(Collected data)
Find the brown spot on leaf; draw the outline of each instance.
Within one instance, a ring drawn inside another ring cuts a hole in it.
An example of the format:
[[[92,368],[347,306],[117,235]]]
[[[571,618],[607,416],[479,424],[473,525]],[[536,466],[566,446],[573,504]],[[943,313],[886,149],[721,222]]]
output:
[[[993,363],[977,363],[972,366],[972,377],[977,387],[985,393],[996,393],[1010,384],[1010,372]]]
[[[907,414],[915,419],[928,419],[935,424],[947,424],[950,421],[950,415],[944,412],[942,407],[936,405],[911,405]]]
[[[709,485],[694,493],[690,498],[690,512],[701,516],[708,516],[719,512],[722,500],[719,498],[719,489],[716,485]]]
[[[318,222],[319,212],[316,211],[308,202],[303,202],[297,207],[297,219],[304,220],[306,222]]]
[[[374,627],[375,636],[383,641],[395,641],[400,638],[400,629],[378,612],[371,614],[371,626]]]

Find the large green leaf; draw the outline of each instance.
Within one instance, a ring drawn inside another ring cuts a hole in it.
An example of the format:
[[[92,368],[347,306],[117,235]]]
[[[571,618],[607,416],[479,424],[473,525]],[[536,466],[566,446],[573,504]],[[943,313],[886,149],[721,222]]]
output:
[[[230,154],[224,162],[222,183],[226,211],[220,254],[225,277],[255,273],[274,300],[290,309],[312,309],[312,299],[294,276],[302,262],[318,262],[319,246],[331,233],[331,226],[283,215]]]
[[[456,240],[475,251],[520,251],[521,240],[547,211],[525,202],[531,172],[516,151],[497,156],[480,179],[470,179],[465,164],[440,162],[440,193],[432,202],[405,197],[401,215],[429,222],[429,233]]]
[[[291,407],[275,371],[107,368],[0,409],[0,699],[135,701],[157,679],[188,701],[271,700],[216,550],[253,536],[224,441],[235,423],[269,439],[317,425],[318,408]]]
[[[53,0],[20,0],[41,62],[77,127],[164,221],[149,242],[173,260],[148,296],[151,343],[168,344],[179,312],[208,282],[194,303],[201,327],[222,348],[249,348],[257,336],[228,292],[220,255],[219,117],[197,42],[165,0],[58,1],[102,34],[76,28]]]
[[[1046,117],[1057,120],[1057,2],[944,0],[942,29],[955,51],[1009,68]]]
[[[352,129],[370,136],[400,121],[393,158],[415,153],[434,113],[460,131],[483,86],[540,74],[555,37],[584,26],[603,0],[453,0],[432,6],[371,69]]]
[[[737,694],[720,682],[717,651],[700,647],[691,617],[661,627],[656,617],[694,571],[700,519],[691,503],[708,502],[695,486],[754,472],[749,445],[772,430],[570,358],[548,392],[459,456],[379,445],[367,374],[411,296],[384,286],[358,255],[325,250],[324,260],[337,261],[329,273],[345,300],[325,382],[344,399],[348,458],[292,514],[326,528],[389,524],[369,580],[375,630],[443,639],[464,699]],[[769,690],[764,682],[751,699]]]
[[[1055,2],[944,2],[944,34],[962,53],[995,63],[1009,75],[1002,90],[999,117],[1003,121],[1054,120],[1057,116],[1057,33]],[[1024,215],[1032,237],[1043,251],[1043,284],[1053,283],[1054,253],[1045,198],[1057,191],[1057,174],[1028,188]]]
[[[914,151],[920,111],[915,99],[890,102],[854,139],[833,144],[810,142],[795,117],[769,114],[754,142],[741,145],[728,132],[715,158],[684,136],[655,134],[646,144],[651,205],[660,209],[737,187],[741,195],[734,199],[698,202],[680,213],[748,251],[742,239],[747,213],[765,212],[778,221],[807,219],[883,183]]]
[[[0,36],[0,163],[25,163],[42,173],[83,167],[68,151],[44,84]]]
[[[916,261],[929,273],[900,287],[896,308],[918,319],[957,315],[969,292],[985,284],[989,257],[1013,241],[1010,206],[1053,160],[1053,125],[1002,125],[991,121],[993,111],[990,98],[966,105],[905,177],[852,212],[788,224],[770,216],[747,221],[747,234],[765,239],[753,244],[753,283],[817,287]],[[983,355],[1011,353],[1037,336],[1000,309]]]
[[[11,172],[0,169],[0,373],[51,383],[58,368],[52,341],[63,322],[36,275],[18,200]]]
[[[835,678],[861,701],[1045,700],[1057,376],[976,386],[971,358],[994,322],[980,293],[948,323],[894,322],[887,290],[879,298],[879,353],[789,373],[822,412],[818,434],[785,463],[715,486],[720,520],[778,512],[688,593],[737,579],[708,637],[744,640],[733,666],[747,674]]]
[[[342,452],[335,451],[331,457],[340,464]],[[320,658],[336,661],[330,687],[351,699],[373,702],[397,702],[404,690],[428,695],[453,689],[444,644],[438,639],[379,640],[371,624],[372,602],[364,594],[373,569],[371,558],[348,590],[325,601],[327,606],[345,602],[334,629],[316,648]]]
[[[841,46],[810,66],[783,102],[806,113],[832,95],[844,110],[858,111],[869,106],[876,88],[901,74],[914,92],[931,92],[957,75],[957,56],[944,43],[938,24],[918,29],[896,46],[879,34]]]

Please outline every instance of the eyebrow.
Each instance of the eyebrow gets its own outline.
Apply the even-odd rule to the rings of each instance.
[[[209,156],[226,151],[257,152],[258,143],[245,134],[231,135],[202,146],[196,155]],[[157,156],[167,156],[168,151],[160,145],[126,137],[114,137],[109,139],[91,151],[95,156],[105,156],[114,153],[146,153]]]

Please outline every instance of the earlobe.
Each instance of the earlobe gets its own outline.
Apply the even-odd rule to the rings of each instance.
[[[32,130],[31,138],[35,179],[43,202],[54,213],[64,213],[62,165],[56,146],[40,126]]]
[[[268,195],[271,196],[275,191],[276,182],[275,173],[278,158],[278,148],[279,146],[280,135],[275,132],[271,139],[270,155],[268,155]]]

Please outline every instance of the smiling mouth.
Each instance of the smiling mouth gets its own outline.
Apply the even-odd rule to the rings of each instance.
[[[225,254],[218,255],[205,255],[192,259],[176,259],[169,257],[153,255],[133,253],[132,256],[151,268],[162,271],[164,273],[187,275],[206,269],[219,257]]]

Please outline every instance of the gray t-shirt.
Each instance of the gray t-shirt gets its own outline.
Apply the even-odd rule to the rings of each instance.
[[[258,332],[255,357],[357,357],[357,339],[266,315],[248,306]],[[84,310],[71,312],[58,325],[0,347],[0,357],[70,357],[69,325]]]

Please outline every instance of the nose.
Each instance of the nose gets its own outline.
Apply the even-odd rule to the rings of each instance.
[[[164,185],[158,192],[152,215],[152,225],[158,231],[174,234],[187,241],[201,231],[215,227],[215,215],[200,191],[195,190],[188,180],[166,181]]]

:: Task brief ::
Please retype every one of the records above, keeping each line identical to the original.

:: Answer ::
Find the brown spot on leaf; draw the outline of each instance.
Within one instance, a ring drawn inside another ring cuts a hole in it.
An example of the format:
[[[92,368],[347,306],[117,235]]]
[[[571,618],[607,416],[479,424],[473,525]],[[536,466],[566,446],[573,504]],[[943,313],[886,149],[721,222]]]
output:
[[[993,363],[977,363],[972,366],[972,377],[977,387],[985,393],[996,393],[1010,384],[1010,372]]]
[[[907,414],[915,419],[928,419],[935,424],[947,424],[950,421],[950,415],[944,412],[942,407],[936,405],[911,405]]]
[[[709,485],[694,493],[690,498],[690,512],[701,516],[708,516],[719,512],[722,500],[719,498],[719,489],[716,485]]]
[[[318,222],[319,212],[316,211],[308,202],[303,202],[297,207],[297,219],[304,220],[306,222]]]
[[[374,627],[375,636],[383,641],[395,641],[400,638],[400,629],[378,612],[371,614],[371,626]]]

Find the large green leaf; draw the outline of each instance.
Within one instance, a ring drawn inside another ring cuts a hole in it.
An example of the format:
[[[92,368],[347,306],[117,235]]]
[[[571,618],[607,416],[479,424],[473,525]],[[536,466],[566,446],[573,504]],[[943,313],[886,149],[721,222]]]
output:
[[[230,154],[224,162],[222,183],[226,211],[220,254],[225,277],[255,273],[274,300],[290,309],[312,309],[312,299],[294,276],[302,262],[318,262],[319,246],[331,233],[331,226],[283,215]]]
[[[456,240],[475,251],[520,251],[521,240],[547,211],[525,202],[531,172],[516,151],[497,156],[480,179],[470,179],[465,164],[440,162],[440,193],[432,202],[405,197],[401,215],[429,222],[429,233]]]
[[[291,407],[275,371],[107,368],[0,409],[0,699],[135,701],[157,679],[188,701],[271,700],[216,550],[253,536],[224,441],[235,423],[269,439],[317,425],[318,408]]]
[[[53,0],[20,0],[41,62],[77,127],[164,221],[149,242],[173,260],[148,296],[151,343],[168,344],[179,312],[208,282],[194,303],[201,327],[222,348],[249,348],[257,336],[228,292],[220,255],[219,117],[197,42],[165,0],[58,1],[102,34],[76,28]]]
[[[1046,117],[1057,120],[1057,2],[944,0],[942,29],[955,51],[1009,68]]]
[[[352,129],[370,136],[400,121],[393,158],[415,153],[434,113],[460,131],[483,86],[540,74],[555,37],[584,26],[603,0],[453,0],[432,6],[371,69]]]
[[[737,694],[720,682],[717,651],[700,647],[691,617],[661,627],[656,617],[694,571],[700,519],[691,503],[708,502],[695,486],[754,472],[749,445],[772,430],[570,358],[548,392],[459,456],[379,445],[367,374],[411,296],[384,286],[358,255],[325,250],[324,260],[337,261],[329,273],[345,300],[325,382],[344,399],[348,458],[292,514],[326,528],[389,524],[369,580],[375,630],[443,639],[464,699]],[[769,690],[764,682],[751,699]]]
[[[1055,2],[944,2],[944,34],[962,53],[995,63],[1009,75],[1002,90],[999,117],[1003,121],[1054,120],[1057,116],[1057,33]],[[1024,215],[1032,237],[1043,251],[1043,284],[1053,283],[1054,253],[1045,198],[1057,191],[1057,174],[1028,188]]]
[[[914,151],[920,111],[915,99],[890,102],[854,139],[833,144],[810,142],[795,117],[769,114],[754,142],[741,145],[728,132],[715,158],[684,136],[655,134],[646,144],[651,205],[660,209],[737,187],[741,195],[734,199],[698,202],[680,213],[748,251],[742,239],[747,213],[765,212],[778,221],[807,219],[883,183]]]
[[[0,36],[0,163],[25,163],[42,173],[83,167],[68,151],[44,84]]]
[[[916,261],[929,273],[900,287],[896,308],[918,319],[957,315],[969,292],[985,284],[989,257],[1013,241],[1010,206],[1053,160],[1053,125],[1002,125],[991,121],[993,111],[990,98],[966,105],[905,177],[852,212],[788,224],[770,216],[747,221],[747,234],[765,239],[753,244],[753,283],[817,287]],[[983,355],[1011,353],[1037,336],[1000,309]]]
[[[11,172],[0,169],[0,373],[51,383],[58,368],[52,341],[63,322],[36,275],[18,200]]]
[[[835,678],[861,701],[1045,700],[1057,376],[976,386],[971,358],[994,322],[980,293],[948,323],[894,322],[887,290],[879,298],[879,353],[789,373],[822,412],[818,434],[785,463],[715,486],[720,520],[778,512],[688,593],[737,579],[708,637],[744,640],[733,666],[747,674]]]
[[[342,452],[335,451],[331,457],[340,464]],[[320,658],[336,661],[330,687],[351,699],[373,702],[397,702],[404,690],[428,695],[453,689],[444,644],[438,639],[379,640],[371,624],[372,602],[364,594],[373,569],[371,558],[348,590],[325,601],[327,606],[345,602],[334,629],[316,648]]]
[[[841,46],[810,66],[783,102],[806,113],[832,95],[844,110],[858,111],[869,106],[876,88],[901,74],[914,92],[931,92],[957,75],[957,56],[944,43],[938,24],[918,29],[896,46],[879,34]]]

Please outline every instance of the eyebrow.
Each instance of the eyebrow gets its own outline.
Apply the even-odd rule to the rings of each instance.
[[[209,156],[226,151],[257,152],[258,143],[245,134],[231,135],[202,146],[196,155]],[[157,156],[167,156],[168,151],[160,145],[126,137],[114,137],[109,139],[91,151],[95,156],[105,156],[114,153],[146,153]]]

Please outline every instance of the earlobe.
Each instance of the earlobe gets its own outline.
Apply the even-odd rule to the rings of each instance.
[[[32,130],[31,138],[35,179],[43,202],[54,213],[64,213],[62,165],[56,146],[40,126]]]
[[[268,195],[271,196],[275,191],[276,182],[275,173],[278,158],[278,148],[279,146],[280,135],[275,132],[271,139],[270,155],[268,155]]]

Please outline every instance of the smiling mouth.
Each instance of the smiling mouth gets its own outline.
Apply the even-odd rule to the rings of each instance.
[[[225,254],[218,255],[205,255],[192,259],[176,259],[169,257],[153,255],[133,253],[132,256],[151,268],[162,271],[164,273],[187,275],[206,269],[219,257]]]

Please outline every instance of the gray t-shirt.
Each instance of the gray t-shirt gets its own outline.
Apply the even-odd rule to the rings of each instance.
[[[258,332],[255,357],[357,357],[357,339],[266,315],[248,306]],[[84,310],[71,312],[58,325],[0,347],[0,357],[70,357],[69,325]]]

Please outline every instance of the nose.
Each instance of the nose gets its own outline.
Apply the even-odd rule to the rings of each instance.
[[[164,185],[158,192],[152,215],[152,225],[158,231],[174,234],[187,241],[201,231],[215,227],[215,215],[200,191],[195,190],[188,180],[166,181]]]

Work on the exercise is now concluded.